요청 사항. 아래 목록에서 "Check that every instance of the traffic" 구절이 포함된 줄에서 시작해 "column 445, row 110" 구절이 포함된 줄에서 끝나는 부분을 그대로 다시 적으세요. 시작 줄과 끝 줄도 모두 포함하세요.

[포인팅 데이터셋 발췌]

════════════════

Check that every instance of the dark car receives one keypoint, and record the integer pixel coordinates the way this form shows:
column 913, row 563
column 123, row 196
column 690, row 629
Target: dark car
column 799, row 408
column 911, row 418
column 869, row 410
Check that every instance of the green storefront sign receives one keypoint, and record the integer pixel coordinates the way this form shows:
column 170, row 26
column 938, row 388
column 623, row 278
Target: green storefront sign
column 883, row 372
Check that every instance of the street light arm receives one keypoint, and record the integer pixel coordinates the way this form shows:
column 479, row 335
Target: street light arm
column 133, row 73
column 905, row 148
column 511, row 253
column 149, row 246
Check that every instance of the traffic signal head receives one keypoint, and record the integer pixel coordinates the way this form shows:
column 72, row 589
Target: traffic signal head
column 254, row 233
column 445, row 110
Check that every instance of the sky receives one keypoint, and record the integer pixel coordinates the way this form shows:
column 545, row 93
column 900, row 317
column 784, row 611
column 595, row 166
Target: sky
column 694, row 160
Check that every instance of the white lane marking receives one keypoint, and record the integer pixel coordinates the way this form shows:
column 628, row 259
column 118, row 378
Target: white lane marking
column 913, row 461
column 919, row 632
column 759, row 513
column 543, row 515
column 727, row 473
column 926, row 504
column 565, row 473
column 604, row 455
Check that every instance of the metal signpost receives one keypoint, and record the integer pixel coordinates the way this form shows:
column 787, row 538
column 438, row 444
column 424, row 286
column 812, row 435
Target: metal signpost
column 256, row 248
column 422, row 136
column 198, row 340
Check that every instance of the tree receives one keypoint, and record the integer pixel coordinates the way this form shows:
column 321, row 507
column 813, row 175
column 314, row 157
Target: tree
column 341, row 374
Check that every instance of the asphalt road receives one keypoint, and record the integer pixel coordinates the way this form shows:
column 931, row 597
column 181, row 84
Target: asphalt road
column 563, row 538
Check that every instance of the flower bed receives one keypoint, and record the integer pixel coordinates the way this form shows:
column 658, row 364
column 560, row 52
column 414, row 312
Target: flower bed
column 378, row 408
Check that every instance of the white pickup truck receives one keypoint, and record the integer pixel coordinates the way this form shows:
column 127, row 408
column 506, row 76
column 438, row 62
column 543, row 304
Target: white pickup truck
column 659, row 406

════════════════

완료된 작업.
Check that every instance of the traffic signal head receives one keypoint, and record the integer pixel coordinates the way this form shows:
column 72, row 589
Target: traffic signal head
column 254, row 233
column 445, row 110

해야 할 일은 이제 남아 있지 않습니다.